- **Texte de la page**:

>>>>

Impacts économiques du moratoire sur la pêche de la morue

Le 2 juillet 1992, le gouvernement canadien a imposé un moratoire sur la pêche de la morue du nord le long de la côte est du pays. Des décennies de pêche excessive avaient gravement décimé les stocks et les responsables du gouvernement espéraient que cette mesure permettrait à l'espèce de rebondir. Ce moratoire mettait fin à près de 500 ans de pêcherie à Terre-Neuve et au Labrador, et jetait au chômage quelque 30 000 personnes. Les usines de transformation ont fermé leurs portes, les bateaux sont restés à quai et les habitants de centaines de villages côtiers, qui avaient dépendu de cette industrie depuis des générations, ont vu le pilier de leur économie et de leur culture abattu du jour au lendemain.

Pêche de la morue, vers 1905
Pêche de la morue, vers 1905
Le 2 juillet 1992, le gouvernement canadien a imposé un moratoire sur la pêche de la morue du nord, mettant fin à près de 500 ans de pêcherie à Terre-Neuve et au Labrador.
Reproduit avec la permission des Archives d'histoire maritime (PF-315-057), Memorial University of Newfoundland, St. John's, T.-N.-L. Photographe inconnu.

Pour aider les travailleurs déplacés à s'ajuster à la vie après le moratoire, le gouvernement fédéral a institué divers programmes d'aide financière, de mise à la retraite et de recyclage. Simultanément, l'expansion de l'industrie des mollusques et des crustacés a absorbé certains des travailleurs mis à pied, tandis que d'autres ont trouvé de l'emploi dans le secteur touristique en croissance. Malgré tout, depuis le moratoire, le niveau de chômage est resté élevé, assorti d'une lourde dépendance sur l'aide gouvernementale et d'une flambée de l'émigration des travailleurs; de fait, dix ans après l'annonce du moratoire, la population de la province avait diminué de 10 p. 100, du jamais vu.

<<<<

- **Série d'exercices**:
A) D'après le texte sur le moratoire de la pêche de la morue, quels types de programmes le gouvernement fédéral a-t-il institués pour aider les travailleurs déplacés ? Énumérez-les tous.
B) Poursuivez le texte sur le moratoire de la pêche de la morue à partir de sa dernière phrase.
Les lignes qui suivent n'interviennent d'aucune manière dans cet exercice.

(Lignes du jeu de données)
>>>>

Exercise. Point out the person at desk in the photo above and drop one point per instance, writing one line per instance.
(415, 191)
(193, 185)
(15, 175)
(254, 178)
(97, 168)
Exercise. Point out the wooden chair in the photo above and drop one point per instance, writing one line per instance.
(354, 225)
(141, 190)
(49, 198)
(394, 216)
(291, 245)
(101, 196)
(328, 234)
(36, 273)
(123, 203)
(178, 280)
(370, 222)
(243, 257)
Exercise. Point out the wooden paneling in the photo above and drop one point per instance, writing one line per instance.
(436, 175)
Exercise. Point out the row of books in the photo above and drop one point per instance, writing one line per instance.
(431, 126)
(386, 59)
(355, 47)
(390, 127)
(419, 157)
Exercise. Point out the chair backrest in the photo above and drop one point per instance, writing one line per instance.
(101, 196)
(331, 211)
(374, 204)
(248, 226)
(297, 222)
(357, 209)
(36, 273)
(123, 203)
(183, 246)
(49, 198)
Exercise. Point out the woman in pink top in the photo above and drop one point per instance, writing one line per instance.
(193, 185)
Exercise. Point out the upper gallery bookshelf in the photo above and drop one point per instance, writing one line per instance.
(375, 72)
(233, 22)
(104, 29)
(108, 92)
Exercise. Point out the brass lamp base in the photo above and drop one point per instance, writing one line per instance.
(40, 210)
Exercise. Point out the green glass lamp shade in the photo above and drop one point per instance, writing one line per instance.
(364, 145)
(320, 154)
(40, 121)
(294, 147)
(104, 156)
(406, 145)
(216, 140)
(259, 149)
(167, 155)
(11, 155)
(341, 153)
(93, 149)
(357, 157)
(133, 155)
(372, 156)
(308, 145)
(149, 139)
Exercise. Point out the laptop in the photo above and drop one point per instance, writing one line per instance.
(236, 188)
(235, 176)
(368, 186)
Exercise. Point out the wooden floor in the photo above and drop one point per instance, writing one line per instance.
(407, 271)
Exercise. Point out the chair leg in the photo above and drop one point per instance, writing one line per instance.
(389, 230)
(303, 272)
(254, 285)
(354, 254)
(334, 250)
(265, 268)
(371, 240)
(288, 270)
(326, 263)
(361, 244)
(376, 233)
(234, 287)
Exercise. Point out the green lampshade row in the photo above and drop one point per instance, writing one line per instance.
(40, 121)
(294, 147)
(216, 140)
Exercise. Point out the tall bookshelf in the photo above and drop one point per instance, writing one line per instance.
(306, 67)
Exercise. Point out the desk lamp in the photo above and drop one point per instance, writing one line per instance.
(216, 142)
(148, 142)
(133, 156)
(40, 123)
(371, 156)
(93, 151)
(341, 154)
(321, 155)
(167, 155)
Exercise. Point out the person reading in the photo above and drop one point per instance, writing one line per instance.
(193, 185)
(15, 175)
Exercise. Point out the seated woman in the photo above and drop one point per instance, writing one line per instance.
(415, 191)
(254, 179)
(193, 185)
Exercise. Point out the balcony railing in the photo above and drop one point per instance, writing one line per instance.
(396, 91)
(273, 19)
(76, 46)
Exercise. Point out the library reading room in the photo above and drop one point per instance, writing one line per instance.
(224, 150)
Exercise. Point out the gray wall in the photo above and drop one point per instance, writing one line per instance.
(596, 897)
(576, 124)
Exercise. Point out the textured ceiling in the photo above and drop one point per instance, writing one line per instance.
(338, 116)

<<<<

- **Corrigé des exercices**:
A) Des programmes d'aide financière, de mise à la retraite et de recyclage.

B)
Programmes d'aide financière

Le moratoire a provoqué le plus grave cas de licenciement collectif de l'histoire du Canada : quelque 30 000 habitants de Terre-Neuve-et-Labrador ont été réduits au chômage, soit environ 12 p. 100 de la population active de la province. La plupart des pêcheurs, même s'ils se doutaient bien que les stocks de morue étaient en difficulté, n'avaient pas vu venir la fermeture de la pêche. Ces travailleurs de la morue depuis la fin de leurs études secondaires se voyaient sans ressources devant le défi de trouver un nouvel emploi; certains avaient investi des dizaines, voire des centaines, de milliers de dollars dans leur navire et des engins de pêche que le moratoire rendait inutiles et encore plus impossibles à rembourser sans un emploi stable.

Travailleurs dans une usine de transformation du poisson, 1991
Travailleurs dans une usine de transformation du poisson, 1991
Le moratoire sur la pêche de la morue de 1992 a provoqué le plus grave cas de licenciement collectif de l'histoire du Canada : quelque 30 000 habitants de Terre-Neuve-et-Labrador ont été réduits au chômage.
Reproduit avec la permission de Scott Woodman, © 1991.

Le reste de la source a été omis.